**YOUR OBJECTIVE**
Render the records below, from the line with "Please tag the jersey number 39" up to and including the line with "column 709, row 323", as a two-column CSV with the header instruction,point. Give one row per record, holding its text and its answer, each in a single quoted field with line breaks turned into spaces.

**RECORD EXTRACTS**
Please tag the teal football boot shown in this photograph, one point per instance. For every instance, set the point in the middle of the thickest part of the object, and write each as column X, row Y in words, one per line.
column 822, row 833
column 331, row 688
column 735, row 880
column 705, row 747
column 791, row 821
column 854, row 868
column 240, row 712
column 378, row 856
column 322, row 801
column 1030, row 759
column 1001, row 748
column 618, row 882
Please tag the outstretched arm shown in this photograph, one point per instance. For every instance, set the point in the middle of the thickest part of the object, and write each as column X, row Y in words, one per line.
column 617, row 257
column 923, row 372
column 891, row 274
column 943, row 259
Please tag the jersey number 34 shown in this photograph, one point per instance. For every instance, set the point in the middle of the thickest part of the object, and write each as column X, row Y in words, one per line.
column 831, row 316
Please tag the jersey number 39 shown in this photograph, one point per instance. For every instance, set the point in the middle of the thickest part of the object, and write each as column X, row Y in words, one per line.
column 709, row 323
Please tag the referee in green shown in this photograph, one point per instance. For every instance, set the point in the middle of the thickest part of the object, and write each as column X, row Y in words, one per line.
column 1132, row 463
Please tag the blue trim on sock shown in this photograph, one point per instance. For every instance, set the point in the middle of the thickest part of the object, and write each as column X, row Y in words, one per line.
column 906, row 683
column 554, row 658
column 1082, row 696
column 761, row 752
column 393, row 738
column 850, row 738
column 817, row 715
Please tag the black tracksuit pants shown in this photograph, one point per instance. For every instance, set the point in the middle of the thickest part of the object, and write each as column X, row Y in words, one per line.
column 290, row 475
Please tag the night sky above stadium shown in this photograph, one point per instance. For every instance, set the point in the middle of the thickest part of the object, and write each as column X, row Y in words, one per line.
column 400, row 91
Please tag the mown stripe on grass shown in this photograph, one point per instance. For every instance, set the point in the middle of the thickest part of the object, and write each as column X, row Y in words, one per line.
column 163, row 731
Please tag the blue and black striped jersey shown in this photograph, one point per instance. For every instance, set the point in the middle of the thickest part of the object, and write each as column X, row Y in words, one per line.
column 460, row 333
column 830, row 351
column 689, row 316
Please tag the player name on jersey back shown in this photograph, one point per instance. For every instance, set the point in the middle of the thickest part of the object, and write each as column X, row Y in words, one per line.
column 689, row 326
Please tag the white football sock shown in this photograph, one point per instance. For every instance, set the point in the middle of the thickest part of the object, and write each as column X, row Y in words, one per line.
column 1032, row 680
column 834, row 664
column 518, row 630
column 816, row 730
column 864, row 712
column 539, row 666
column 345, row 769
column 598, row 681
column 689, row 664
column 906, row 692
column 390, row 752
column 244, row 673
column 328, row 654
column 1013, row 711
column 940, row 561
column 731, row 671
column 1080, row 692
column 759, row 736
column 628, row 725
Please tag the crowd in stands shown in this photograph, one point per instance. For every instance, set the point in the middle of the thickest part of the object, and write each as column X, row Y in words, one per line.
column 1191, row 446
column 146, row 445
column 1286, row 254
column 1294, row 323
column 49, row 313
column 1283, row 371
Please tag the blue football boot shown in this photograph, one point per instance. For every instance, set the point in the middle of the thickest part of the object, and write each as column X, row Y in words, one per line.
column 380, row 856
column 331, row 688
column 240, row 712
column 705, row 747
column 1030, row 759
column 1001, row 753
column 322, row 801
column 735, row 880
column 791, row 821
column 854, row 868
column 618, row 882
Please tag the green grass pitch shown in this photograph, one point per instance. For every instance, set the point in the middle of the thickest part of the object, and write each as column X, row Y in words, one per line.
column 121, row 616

**RESULT OF THIS EXERCISE**
instruction,point
"Please tag the jersey number 39 shown in this photograph, one point per instance. For every instance, set the point in the middle of the thickest part of the object, and write each as column X, row Y in words, one per line.","column 709, row 323"